To be done:
Rewrite the entries below, swapping every "on-screen element" for "region" and leaving all other text unchanged.

++++ Dataset records ++++

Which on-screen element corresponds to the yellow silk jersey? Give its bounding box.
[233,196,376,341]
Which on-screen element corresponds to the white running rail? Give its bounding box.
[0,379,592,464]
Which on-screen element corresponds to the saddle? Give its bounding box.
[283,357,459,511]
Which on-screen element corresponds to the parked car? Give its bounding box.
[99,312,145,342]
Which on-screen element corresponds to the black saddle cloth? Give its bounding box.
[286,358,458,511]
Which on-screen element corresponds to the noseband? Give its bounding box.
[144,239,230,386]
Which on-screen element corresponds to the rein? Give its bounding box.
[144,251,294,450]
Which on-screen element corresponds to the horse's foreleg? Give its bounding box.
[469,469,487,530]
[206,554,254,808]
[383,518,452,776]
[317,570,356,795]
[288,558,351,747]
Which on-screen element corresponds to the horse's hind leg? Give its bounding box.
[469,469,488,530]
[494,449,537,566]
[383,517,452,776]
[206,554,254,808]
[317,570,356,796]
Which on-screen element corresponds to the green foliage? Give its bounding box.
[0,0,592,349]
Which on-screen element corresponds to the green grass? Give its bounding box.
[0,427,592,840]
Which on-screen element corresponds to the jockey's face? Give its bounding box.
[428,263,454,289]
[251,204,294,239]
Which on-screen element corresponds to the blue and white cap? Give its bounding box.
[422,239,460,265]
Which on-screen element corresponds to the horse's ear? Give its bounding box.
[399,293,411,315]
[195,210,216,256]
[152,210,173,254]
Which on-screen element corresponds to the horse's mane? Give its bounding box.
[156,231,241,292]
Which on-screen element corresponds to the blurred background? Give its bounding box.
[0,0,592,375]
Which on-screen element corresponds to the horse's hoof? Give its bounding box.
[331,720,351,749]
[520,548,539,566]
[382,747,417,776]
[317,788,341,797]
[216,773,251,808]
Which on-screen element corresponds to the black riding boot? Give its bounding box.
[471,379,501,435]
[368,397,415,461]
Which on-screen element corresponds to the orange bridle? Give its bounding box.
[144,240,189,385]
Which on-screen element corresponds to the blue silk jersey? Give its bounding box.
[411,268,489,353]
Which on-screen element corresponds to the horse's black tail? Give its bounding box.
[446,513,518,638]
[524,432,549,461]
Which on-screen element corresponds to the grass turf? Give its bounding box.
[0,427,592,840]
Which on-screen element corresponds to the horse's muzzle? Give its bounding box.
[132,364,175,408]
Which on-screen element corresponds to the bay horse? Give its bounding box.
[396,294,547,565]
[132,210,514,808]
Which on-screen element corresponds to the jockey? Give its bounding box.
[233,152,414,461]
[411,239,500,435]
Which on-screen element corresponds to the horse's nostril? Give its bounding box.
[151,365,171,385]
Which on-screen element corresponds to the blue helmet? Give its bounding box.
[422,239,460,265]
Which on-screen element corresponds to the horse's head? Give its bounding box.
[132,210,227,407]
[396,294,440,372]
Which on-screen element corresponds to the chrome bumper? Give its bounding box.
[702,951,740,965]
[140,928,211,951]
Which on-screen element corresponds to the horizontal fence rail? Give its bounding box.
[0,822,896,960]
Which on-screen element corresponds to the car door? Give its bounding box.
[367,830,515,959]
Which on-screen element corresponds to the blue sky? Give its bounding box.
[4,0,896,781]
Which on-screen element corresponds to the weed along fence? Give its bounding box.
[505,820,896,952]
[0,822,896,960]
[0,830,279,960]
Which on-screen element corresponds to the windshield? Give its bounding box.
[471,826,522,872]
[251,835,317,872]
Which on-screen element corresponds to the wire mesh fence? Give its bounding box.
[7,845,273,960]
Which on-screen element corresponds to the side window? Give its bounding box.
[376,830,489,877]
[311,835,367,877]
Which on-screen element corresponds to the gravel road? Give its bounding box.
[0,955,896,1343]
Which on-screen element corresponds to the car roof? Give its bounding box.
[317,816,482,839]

++++

Exercise answer:
Which region corresponds to the yellow silk jersey? Give its bounding box.
[233,196,376,341]
Which region corresponds to the white running rail? Give its bounding box.
[0,379,592,464]
Which region corresponds to the saddle? Give its bounding box.
[283,357,459,511]
Which region corresponds to the parked car? Give its bounding box.
[99,312,145,342]
Which region corresponds to the black saddle cloth? Give its bounding box.
[286,358,458,511]
Which region corresponds to the noseband? Give its bounding box.
[144,239,230,386]
Which region corresponds to the rein? Give its bounding box.
[144,251,294,450]
Which region corresponds to the horse's foreleg? Give its bounding box.
[469,469,487,530]
[206,554,254,808]
[383,518,452,776]
[317,570,356,795]
[288,558,351,747]
Which region corresponds to the horse's hind leg? Give its bounding box.
[469,469,488,530]
[494,449,537,566]
[383,517,452,776]
[206,554,254,808]
[317,570,356,796]
Which region corresponds to the green foliage? Give its bounding box.
[0,0,592,349]
Which region corresponds to the green grass? Give its bounding box.
[0,427,592,840]
Which region corresponds to the jockey's face? Give its bounding box.
[428,263,454,289]
[251,204,294,239]
Which region corresponds to the blue and white cap? Give its bounding box.
[422,239,460,265]
Which region corresponds to the horse's ear? Give its bounding box.
[399,293,411,315]
[195,210,216,256]
[152,210,173,254]
Which region corresponds to the horse's mane? Give its bounding box.
[156,231,241,292]
Which region corresponds to the blurred background? Give its bounding box.
[0,0,592,375]
Which region corresponds to the horse's hoof? Give its bounding box.
[331,720,351,749]
[520,548,539,566]
[382,747,417,776]
[317,788,341,797]
[216,773,251,808]
Which region corresponds to the black riding boot? Give its bounding box.
[471,379,501,435]
[368,397,415,461]
Which region corresponds to the orange bridle? Give its bounding box.
[144,240,189,385]
Which region corresponds to the blue silk jersey? Give its bounding box.
[411,268,489,353]
Which region corresponds to the horse's black tail? Give its bounding box.
[446,513,518,638]
[524,432,549,461]
Which region corresponds to the grass turf? Give its bounding box.
[0,427,592,840]
Which region corresponds to the horse's muzzle? Give its bounding box.
[132,364,175,408]
Which region corresponds to the bay horse? Give its bounding box.
[396,294,547,565]
[132,210,514,808]
Which region corresponds to the jockey? Give its bounding box.
[233,152,414,461]
[411,239,500,435]
Which region corresponds to the horse's nostril? Give its bounding box.
[151,365,171,385]
Which region corresponds to the blue helmet? Give its bounding box.
[422,239,460,265]
Which region corresponds to the horse's head? Give its bounding box.
[132,210,227,407]
[396,294,440,372]
Which region corresponds to the chrome bumper? Give its bounding box.
[702,951,740,965]
[140,928,211,951]
Which region corresponds to the horizontal fence rail? Give its bounding box.
[0,822,896,960]
Which region corresponds to the car door? Give its bounding box.
[367,830,515,959]
Which region corresponds to the blue sky? Give its bounding box.
[4,0,896,781]
Which region corresponds to the weed along fence? Give its bounding box.
[505,820,896,952]
[0,822,896,960]
[0,830,279,960]
Which region corresponds to the windshield? Give its bounding box.
[471,826,522,872]
[251,835,317,872]
Which region corresponds to the wire mesh fence? Give its bounding box.
[7,845,273,960]
Which region corresponds to the side window? Give its bounding box.
[376,830,489,877]
[311,835,367,877]
Which region corresponds to the gravel road? Give its bounding box.
[0,955,896,1343]
Which region corresponds to the car roof? Give its bounding box.
[317,816,482,839]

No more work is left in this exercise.